Problem requirements | An exact copy of all records is expected, minus the images.

Supplied data |
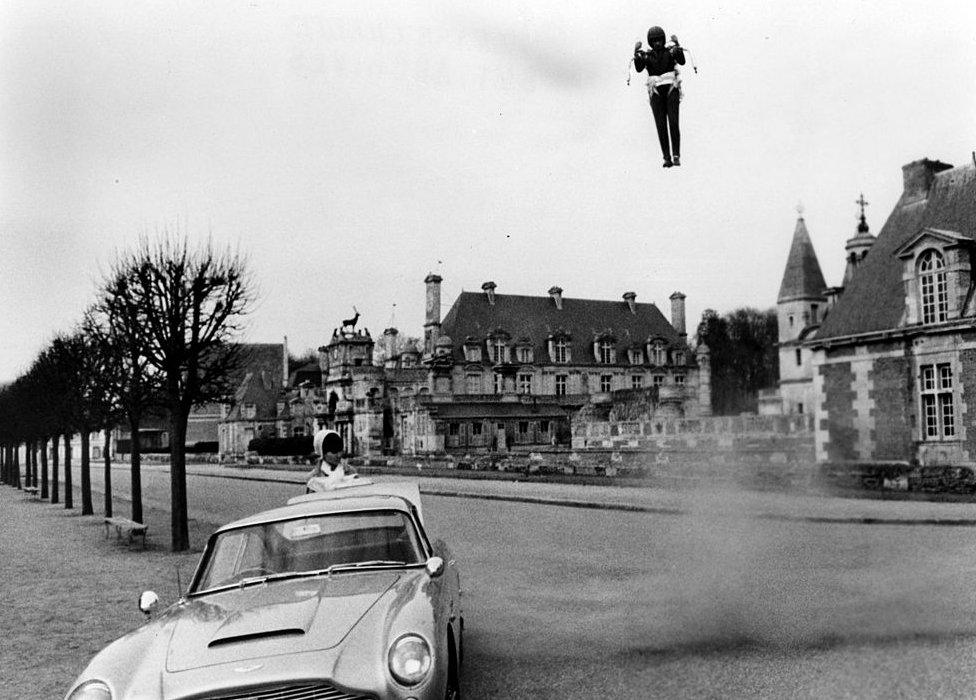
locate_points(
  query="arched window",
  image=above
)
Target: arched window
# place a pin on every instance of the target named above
(562, 351)
(932, 284)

Answer below |
locate_points(
  query="arched window",
  image=above
)
Target: arched window
# place a pin on every instance of the target named above
(562, 351)
(932, 284)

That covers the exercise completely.